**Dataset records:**
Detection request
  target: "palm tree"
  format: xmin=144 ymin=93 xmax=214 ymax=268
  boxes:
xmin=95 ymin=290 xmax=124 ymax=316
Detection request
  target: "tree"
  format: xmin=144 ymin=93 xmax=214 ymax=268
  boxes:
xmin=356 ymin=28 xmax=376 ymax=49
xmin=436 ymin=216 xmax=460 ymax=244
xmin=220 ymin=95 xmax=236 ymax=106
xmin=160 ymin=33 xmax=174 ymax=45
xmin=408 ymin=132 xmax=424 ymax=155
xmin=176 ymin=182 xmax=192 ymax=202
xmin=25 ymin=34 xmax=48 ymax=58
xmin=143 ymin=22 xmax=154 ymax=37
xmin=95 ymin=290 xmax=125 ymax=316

**DESCRIPTION OF THE TASK:** Please restate the records in full, word for word.

**TASK RESULT:**
Detection request
  target: "palm tree"
  format: xmin=144 ymin=93 xmax=214 ymax=268
  boxes:
xmin=95 ymin=290 xmax=124 ymax=316
Detection request
  target: "tree"
  format: xmin=144 ymin=93 xmax=214 ymax=268
  boxes:
xmin=356 ymin=28 xmax=376 ymax=49
xmin=436 ymin=216 xmax=460 ymax=244
xmin=220 ymin=95 xmax=236 ymax=106
xmin=160 ymin=33 xmax=174 ymax=45
xmin=408 ymin=132 xmax=424 ymax=155
xmin=176 ymin=182 xmax=192 ymax=202
xmin=25 ymin=34 xmax=48 ymax=58
xmin=143 ymin=22 xmax=154 ymax=37
xmin=95 ymin=290 xmax=125 ymax=316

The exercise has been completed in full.